- WORK TO DO
Update the lines below so that each "detect" becomes "locate", and leave everything else unchanged.

(Lines in a dataset)
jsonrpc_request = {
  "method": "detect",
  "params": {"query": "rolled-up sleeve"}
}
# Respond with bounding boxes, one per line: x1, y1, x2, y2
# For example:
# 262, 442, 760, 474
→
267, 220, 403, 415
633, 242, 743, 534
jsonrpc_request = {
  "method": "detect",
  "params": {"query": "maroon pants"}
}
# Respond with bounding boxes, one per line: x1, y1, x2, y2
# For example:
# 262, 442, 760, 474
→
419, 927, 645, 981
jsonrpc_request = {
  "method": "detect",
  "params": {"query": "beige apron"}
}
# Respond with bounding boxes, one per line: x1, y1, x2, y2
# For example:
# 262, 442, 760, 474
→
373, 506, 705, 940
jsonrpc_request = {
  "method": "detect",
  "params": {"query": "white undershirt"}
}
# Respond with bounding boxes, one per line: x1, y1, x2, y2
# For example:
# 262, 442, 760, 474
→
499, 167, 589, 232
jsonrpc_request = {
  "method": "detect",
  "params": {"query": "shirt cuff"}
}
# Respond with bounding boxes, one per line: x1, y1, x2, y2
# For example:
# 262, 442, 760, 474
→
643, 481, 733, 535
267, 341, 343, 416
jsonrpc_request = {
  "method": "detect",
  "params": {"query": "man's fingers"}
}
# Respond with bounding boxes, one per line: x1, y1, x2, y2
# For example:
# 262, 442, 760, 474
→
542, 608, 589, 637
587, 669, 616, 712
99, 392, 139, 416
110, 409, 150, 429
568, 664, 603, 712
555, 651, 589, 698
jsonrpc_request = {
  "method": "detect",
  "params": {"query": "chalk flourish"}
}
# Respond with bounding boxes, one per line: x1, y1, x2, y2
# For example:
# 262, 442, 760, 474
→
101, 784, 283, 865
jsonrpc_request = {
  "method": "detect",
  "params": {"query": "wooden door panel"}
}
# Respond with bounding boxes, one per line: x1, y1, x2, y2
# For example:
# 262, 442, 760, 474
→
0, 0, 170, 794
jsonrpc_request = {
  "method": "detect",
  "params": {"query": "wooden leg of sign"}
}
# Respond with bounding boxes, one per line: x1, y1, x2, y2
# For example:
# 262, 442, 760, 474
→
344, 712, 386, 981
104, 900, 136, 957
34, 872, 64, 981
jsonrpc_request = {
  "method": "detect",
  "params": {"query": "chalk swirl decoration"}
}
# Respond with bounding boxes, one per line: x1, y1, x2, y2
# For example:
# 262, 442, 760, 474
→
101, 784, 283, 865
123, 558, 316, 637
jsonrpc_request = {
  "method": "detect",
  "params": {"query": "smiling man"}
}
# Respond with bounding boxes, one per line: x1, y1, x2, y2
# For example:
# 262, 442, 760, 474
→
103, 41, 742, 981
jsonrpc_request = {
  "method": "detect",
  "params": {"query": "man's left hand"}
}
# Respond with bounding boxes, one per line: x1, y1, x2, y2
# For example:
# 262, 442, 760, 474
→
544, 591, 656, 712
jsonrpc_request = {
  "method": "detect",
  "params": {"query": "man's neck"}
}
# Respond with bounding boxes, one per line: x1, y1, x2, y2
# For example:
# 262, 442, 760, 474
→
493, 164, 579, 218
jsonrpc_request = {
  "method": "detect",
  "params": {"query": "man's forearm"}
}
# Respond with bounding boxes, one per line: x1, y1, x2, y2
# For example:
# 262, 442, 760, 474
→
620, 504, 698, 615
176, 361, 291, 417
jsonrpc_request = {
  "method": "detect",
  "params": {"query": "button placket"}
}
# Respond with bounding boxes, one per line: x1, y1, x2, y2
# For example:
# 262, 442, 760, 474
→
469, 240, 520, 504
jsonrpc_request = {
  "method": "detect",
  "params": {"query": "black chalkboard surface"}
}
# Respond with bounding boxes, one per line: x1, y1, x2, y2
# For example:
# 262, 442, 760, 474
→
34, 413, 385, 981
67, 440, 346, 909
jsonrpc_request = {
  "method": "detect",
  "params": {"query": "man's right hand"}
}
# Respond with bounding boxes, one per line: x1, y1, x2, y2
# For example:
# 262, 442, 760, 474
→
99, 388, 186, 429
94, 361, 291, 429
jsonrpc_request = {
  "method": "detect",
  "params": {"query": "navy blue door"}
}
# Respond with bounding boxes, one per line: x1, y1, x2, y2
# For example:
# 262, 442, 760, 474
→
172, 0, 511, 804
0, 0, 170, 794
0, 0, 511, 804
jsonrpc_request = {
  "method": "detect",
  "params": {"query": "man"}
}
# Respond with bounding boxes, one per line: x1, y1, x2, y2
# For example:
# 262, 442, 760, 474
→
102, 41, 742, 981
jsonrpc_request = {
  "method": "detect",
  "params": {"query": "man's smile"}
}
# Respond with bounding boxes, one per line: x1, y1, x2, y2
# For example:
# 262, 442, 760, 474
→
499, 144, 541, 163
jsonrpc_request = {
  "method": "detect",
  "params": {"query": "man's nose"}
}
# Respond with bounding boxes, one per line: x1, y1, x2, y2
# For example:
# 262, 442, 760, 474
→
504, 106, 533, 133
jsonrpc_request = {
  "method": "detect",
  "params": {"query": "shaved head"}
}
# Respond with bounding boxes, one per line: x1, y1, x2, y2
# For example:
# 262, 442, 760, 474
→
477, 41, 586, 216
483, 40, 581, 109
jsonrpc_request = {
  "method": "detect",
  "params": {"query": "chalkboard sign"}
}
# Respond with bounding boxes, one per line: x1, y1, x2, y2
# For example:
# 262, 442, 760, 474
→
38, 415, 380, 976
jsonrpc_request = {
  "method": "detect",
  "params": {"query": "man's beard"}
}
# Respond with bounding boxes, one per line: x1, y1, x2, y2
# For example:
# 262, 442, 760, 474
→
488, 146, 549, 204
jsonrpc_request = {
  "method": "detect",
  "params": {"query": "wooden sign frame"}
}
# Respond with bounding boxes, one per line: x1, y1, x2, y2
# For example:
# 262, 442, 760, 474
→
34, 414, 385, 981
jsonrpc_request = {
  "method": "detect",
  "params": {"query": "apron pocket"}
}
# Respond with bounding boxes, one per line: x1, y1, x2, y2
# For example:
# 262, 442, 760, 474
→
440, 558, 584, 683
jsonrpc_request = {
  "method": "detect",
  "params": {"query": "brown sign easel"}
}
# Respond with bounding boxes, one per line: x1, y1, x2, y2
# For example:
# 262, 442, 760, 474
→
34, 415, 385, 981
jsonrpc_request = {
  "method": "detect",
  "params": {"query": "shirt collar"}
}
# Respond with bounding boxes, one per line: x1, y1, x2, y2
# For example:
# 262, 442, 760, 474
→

- TASK SOLUTION
jsonrpc_request = {
  "method": "locate",
  "params": {"query": "rolled-up sleeve"}
}
# Respond with bounding boxes, one per line: x1, y1, x2, y2
# For example:
# 262, 442, 760, 474
→
267, 220, 403, 415
633, 242, 743, 534
jsonrpc_request = {
  "method": "locate",
  "params": {"query": "maroon pants"}
}
# Respond with bounding boxes, one per line: x1, y1, x2, y2
# For example:
# 262, 442, 760, 474
→
419, 927, 645, 981
jsonrpc_request = {
  "method": "locate",
  "params": {"query": "beige apron"}
}
# Respond with bounding boxes, one per line: x1, y1, x2, y2
# For example:
# 262, 442, 760, 474
→
373, 506, 705, 940
jsonrpc_request = {
  "method": "locate",
  "params": {"query": "white undershirt"}
}
# Respond with bounding boxes, one per line: x1, y1, x2, y2
# For example:
# 262, 442, 760, 474
→
499, 167, 589, 232
jsonrpc_request = {
  "method": "locate",
  "params": {"query": "shirt cuff"}
}
# Respond with bounding boxes, one per line: x1, y1, x2, y2
# For example:
# 262, 442, 760, 474
→
643, 481, 733, 535
267, 341, 343, 416
jsonrpc_request = {
  "method": "locate",
  "params": {"query": "man's fingers"}
}
# Respond with bounding boxes, one per line: x1, y1, x2, y2
# For example:
# 262, 442, 760, 474
→
542, 608, 589, 637
587, 669, 616, 712
99, 392, 139, 416
110, 409, 150, 429
568, 664, 603, 712
555, 651, 589, 698
jsonrpc_request = {
  "method": "locate",
  "params": {"query": "chalk flourish"}
}
# Respond with bounding boxes, one per line: x1, y1, x2, y2
# For example:
# 262, 442, 760, 474
→
101, 784, 283, 865
jsonrpc_request = {
  "method": "locate",
  "params": {"query": "wooden door panel"}
}
# Respond with bounding boxes, one per line: x1, y1, x2, y2
# For example:
# 262, 442, 760, 474
→
0, 0, 170, 794
jsonrpc_request = {
  "method": "locate",
  "params": {"query": "wooden leg of sign"}
}
# Respond with bounding boxes, one per line: x1, y1, x2, y2
# For example:
# 262, 442, 760, 474
→
344, 712, 386, 981
104, 900, 136, 957
34, 872, 64, 981
jsonrpc_request = {
  "method": "locate",
  "params": {"query": "chalk swirl decoration"}
}
# Respond with bounding boxes, one per line: x1, y1, x2, y2
# For example:
# 262, 442, 760, 474
→
101, 784, 283, 865
123, 558, 316, 637
jsonrpc_request = {
  "method": "locate",
  "params": {"query": "smiling man"}
}
# Respond with bounding boxes, one per line: x1, y1, x2, y2
# For example:
# 262, 442, 760, 474
→
103, 41, 742, 981
jsonrpc_request = {
  "method": "locate",
  "params": {"query": "man's left hand"}
}
# Respond with bounding boxes, one per line: x1, y1, x2, y2
# For example:
# 262, 442, 760, 474
→
544, 591, 656, 712
jsonrpc_request = {
  "method": "locate",
  "params": {"query": "man's neck"}
}
# Respond with bounding boxes, one per line: x1, y1, x2, y2
# For example:
# 262, 442, 760, 474
→
493, 164, 579, 218
jsonrpc_request = {
  "method": "locate",
  "params": {"query": "man's forearm"}
}
# Respond with bounding boxes, one per line: x1, y1, x2, y2
# For example:
# 262, 442, 760, 474
→
620, 504, 698, 615
176, 361, 291, 417
jsonrpc_request = {
  "method": "locate",
  "params": {"query": "button placket"}
}
# Respond with bounding boxes, one per line: x1, y1, x2, y2
# For example:
# 262, 442, 760, 474
→
469, 240, 520, 504
jsonrpc_request = {
  "method": "locate",
  "params": {"query": "black chalkboard surface"}
}
# Respond with bounding boxes, one per line: x1, y1, x2, y2
# For example:
# 262, 442, 760, 474
→
34, 413, 385, 981
67, 440, 346, 909
jsonrpc_request = {
  "method": "locate",
  "params": {"query": "man's right hand"}
}
# Respond with bounding boxes, one per line: x1, y1, x2, y2
# For example:
# 262, 442, 760, 474
→
99, 388, 186, 429
94, 361, 291, 429
jsonrpc_request = {
  "method": "locate",
  "params": {"query": "navy blue door"}
}
# Respond with bounding boxes, one per line: x1, y1, x2, y2
# For example:
# 262, 442, 760, 474
→
172, 0, 511, 804
0, 0, 170, 794
0, 0, 511, 804
jsonrpc_request = {
  "method": "locate",
  "params": {"query": "man"}
}
# Respond with bounding boxes, one per line: x1, y1, x2, y2
# For example:
# 262, 442, 760, 474
→
102, 41, 742, 981
jsonrpc_request = {
  "method": "locate",
  "params": {"query": "man's smile"}
}
# Respond with bounding boxes, one per line: x1, y1, x2, y2
# For example:
# 262, 442, 760, 474
→
499, 144, 541, 163
jsonrpc_request = {
  "method": "locate",
  "params": {"query": "man's nose"}
}
# Respond with bounding boxes, one per line: x1, y1, x2, y2
# For example:
# 262, 442, 760, 474
→
504, 106, 533, 133
jsonrpc_request = {
  "method": "locate",
  "params": {"query": "shaved head"}
}
# Respond with bounding boxes, one per line: x1, y1, x2, y2
# For example:
# 262, 442, 760, 474
→
477, 41, 586, 216
483, 40, 581, 109
jsonrpc_request = {
  "method": "locate",
  "params": {"query": "chalkboard sign"}
}
# Respond with bounding boxes, one per line: x1, y1, x2, y2
# For example:
# 262, 442, 760, 474
→
38, 415, 380, 976
jsonrpc_request = {
  "method": "locate",
  "params": {"query": "man's beard"}
}
# Respond with bounding boxes, one per line: x1, y1, x2, y2
# For example:
# 262, 442, 760, 474
→
488, 146, 549, 204
jsonrpc_request = {
  "method": "locate",
  "params": {"query": "wooden sign frame"}
}
# Respond with bounding boxes, one per line: x1, y1, x2, y2
# For example:
# 262, 442, 760, 474
→
34, 414, 385, 981
jsonrpc_request = {
  "method": "locate",
  "params": {"query": "apron pocket"}
}
# Respond with bounding boxes, one per line: x1, y1, x2, y2
# For example:
# 262, 442, 760, 474
→
440, 558, 584, 683
jsonrpc_request = {
  "method": "locate",
  "params": {"query": "brown sign easel"}
}
# Respond with bounding boxes, one per line: x1, y1, x2, y2
# For example:
# 262, 442, 760, 474
→
34, 415, 385, 981
jsonrpc_request = {
  "method": "locate",
  "params": {"query": "shirt collar"}
}
# Respond with bounding boxes, one per line: x1, y1, x2, y2
# For example:
# 262, 442, 760, 474
→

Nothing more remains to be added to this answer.